- _Source_

>>>>

Joy first went out as a missionary to Honduras in 1930. She contracted Malaria and was forced to return to the states. Being unable to get back to the mission field, she had a great burden how to reach the souls in Honduras that were dear to her. The movie industry and recording industry was just expanding in the 1930s and she learned of a studio near her home in Los Angels that would make recordings for individuals. She invested her life savings of about $25 to make a recording of the Gospel to send back to Honduras to play to her friends that they might get saved. It was through this initial investment that she got the vision of making recording in different languages to be a means of witnessing to people in difficult areas, that otherwise had no chance of hearing the Gospel.
I first met Joy when I was with Joe for their annual Bible conference in Los Angeles in 1964, and later became a reasonably close friend. I was sitting with her one night on the porch of her home that was very close to the center of downtown Los Angeles and asked her, “How did you ever get this place?” She said that was her fathers farm. Her father's farm was what is now the center of Los Angeles, and that was the headquarters for Gospel Recordings.
From the original concept of making records on 72 RPM black disks, the technology of recordings evolved in some ingenious ways. If they wanted to reach unreached tribes in remote places on the earth, they had to have some means of being able to play these recordings on something different than a phonograph or a record player. It is pretty hard to buy batteries in the heart of the Amazon or the Tibetan plateau so they had to have something non-electrical.

<<<<

- _Brief_
Continue the account of Joy and Gospel Recordings above, starting right after its last sentence.

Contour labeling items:
>>>>

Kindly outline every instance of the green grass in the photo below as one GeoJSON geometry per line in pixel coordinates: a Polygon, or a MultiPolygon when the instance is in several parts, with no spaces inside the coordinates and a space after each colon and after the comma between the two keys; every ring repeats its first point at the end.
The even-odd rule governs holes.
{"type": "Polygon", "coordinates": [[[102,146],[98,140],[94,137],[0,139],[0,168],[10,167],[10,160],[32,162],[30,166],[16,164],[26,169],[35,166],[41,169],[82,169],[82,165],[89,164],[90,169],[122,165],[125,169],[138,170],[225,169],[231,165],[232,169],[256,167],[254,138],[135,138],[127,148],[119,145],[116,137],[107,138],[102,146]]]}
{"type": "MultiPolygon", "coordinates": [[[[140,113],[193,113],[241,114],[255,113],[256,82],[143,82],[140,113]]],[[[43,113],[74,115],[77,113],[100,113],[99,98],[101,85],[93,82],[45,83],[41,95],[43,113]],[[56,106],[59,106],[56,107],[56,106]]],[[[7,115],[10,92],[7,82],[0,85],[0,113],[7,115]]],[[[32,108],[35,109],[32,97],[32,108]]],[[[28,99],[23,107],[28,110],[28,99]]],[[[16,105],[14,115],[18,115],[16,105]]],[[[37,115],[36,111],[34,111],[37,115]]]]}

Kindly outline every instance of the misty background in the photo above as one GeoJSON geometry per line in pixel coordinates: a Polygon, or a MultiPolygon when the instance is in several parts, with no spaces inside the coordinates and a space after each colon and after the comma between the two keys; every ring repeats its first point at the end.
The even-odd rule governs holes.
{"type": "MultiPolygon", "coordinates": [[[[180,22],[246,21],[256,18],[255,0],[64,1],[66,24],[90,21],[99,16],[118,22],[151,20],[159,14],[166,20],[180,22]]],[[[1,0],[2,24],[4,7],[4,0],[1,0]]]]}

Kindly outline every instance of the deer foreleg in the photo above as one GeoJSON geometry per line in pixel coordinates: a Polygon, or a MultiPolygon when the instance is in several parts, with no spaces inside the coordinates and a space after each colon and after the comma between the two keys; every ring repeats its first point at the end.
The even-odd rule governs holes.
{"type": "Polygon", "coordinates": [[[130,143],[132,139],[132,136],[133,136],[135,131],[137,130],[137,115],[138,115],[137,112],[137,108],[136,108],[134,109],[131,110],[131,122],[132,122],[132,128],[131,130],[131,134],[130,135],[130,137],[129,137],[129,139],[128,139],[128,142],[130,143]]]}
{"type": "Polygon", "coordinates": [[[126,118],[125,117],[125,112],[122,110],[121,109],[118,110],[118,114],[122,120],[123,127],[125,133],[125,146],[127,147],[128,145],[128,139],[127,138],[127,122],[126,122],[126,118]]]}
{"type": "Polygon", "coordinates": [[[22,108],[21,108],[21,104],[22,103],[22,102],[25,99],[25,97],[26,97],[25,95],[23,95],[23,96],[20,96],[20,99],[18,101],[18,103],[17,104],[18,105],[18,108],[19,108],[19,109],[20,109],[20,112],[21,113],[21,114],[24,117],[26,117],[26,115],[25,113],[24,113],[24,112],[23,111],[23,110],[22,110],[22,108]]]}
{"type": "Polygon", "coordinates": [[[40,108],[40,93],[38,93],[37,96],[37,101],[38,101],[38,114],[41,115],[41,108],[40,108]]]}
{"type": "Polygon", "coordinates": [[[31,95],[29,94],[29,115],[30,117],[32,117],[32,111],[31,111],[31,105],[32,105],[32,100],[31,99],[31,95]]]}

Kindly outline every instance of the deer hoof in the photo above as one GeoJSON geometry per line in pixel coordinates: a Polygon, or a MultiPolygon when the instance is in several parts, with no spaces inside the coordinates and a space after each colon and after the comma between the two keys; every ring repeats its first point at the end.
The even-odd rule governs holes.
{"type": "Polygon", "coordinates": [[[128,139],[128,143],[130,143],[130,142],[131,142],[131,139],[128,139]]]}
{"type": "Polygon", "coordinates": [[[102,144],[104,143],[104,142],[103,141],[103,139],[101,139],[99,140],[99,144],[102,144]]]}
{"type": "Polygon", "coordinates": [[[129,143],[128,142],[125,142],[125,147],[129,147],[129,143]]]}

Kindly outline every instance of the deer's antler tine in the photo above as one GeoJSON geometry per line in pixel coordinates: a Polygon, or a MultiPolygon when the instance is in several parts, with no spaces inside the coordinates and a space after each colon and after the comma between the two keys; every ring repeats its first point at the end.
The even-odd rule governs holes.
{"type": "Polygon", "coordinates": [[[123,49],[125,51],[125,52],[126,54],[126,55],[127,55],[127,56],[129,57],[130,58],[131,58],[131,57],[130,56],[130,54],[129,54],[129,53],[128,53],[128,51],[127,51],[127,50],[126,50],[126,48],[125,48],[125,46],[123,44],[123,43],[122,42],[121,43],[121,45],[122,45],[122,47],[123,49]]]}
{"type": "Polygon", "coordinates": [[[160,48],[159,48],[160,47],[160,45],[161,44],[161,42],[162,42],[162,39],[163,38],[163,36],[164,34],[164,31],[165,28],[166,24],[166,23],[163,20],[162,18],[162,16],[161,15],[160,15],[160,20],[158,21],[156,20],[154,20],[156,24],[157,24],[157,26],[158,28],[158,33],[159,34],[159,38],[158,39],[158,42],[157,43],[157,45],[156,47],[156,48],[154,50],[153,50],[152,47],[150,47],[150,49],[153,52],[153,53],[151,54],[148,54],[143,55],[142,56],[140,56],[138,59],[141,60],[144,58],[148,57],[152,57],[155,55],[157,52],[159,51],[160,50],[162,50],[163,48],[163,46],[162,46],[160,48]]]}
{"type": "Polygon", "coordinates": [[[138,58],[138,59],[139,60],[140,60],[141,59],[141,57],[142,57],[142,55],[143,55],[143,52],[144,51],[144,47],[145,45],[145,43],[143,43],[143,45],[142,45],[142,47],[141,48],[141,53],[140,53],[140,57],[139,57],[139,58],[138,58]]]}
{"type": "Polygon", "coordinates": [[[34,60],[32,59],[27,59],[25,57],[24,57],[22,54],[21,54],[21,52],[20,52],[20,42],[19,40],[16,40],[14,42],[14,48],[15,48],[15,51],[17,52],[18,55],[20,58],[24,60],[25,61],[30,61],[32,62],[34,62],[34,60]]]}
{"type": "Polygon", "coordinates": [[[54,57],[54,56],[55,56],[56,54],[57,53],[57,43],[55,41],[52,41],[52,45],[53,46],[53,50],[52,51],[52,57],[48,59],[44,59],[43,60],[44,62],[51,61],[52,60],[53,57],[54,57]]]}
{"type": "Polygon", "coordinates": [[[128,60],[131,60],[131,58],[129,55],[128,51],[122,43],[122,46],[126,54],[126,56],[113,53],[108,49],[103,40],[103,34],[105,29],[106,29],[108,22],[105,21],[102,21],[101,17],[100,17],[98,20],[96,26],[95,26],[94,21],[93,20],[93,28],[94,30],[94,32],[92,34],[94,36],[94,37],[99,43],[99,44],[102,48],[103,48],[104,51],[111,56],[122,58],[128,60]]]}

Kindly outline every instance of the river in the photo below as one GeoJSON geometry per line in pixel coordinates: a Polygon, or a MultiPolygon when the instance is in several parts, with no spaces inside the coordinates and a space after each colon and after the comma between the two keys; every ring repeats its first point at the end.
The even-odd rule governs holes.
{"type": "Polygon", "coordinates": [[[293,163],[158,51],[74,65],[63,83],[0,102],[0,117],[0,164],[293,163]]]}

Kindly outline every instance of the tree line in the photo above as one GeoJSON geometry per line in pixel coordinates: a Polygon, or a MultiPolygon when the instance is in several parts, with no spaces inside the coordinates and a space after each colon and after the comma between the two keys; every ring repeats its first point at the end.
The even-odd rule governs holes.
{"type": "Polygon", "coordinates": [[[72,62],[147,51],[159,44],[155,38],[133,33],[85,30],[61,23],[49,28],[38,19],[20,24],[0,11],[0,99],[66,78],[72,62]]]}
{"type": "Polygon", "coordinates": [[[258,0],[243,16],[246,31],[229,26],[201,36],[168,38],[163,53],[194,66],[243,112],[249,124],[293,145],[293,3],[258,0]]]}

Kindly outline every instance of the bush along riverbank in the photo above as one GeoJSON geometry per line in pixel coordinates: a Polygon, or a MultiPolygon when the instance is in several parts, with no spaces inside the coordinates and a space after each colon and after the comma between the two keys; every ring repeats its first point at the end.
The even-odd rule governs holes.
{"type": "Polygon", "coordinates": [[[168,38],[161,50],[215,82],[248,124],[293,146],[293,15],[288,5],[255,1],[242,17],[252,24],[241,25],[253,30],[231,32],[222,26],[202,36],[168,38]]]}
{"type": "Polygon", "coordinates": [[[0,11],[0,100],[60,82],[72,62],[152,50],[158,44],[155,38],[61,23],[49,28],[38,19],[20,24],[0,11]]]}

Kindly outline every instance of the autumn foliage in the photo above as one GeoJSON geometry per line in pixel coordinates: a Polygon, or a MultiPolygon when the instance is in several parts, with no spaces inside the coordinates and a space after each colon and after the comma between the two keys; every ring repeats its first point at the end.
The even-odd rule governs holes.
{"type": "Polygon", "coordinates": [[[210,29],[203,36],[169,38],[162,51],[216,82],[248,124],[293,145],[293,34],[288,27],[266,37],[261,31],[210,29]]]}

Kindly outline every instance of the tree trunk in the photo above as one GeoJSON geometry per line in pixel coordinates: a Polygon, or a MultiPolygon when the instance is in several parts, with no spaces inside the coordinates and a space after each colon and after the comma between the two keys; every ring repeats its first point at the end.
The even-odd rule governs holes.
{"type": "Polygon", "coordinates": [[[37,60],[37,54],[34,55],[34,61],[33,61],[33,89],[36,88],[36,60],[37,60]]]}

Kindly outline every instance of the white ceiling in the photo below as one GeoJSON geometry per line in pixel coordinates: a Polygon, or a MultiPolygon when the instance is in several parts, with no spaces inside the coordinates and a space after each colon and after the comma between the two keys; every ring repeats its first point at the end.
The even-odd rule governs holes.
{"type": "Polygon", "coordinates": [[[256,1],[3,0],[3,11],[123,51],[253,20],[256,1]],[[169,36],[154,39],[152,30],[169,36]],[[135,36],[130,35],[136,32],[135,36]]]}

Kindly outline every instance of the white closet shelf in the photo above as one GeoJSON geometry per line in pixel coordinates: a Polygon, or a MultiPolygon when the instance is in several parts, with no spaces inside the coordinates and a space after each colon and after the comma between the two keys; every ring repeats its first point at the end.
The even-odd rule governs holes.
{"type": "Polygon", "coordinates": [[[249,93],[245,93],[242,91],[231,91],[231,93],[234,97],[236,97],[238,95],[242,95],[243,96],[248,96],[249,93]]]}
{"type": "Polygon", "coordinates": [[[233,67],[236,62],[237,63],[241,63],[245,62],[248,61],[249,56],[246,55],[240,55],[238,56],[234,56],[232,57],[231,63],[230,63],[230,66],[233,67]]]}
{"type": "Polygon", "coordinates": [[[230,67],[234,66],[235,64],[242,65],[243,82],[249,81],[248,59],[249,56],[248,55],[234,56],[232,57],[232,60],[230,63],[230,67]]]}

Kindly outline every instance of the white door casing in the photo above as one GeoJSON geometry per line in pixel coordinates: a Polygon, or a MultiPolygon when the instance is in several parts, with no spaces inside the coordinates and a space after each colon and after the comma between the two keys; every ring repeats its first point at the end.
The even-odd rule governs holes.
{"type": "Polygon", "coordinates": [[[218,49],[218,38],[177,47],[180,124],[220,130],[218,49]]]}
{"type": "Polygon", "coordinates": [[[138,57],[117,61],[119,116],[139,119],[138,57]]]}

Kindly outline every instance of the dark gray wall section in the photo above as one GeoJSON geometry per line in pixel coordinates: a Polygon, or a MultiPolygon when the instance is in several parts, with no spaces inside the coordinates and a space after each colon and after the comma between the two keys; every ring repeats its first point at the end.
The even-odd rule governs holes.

<<<<

- _Answer_
The simplest means was what they called the talking card. It was nothing more than a piece of cardboard folded in thirds. There were no wires or anything electrical in it. On the bottom third there was a small pin (post) where you could place a record. You stood the rest of the card board up like a tepee with a small needle on the end of one side. You could place that needle on the record and spin it with your finger and it would talk to you. The one side of the card board acted as the speaker. You could pack hundreds of these cards with records in a box, carry them in the heart of the jungles, and naked savages could hear the Gospel in their own tongue. That would so intrigue them that they would spin those records listening to the Gospel by the hour.
They had another high tech device that was no less ingenious but bulkier to carry. They had a small wooden box with a turntable on it. Inside was a simple gear mechanism that you turned with a crank on the side. There was a fly-wheel inside that regulated the RPM of the turntable. No matter how fast you turned the crank the speed was always the same. On top of the box there was a arm that was very similar to the original gramophones. On the end of the arm there was a small speaker with a needle on the end. As you turned the record, the needle would make the paper speaker vibrate that would produce the sound. You could hear the recording quite clearly. In remote villages these talking boxes were tremendously popular as people would listen to the Gospel in their own native language by the hour.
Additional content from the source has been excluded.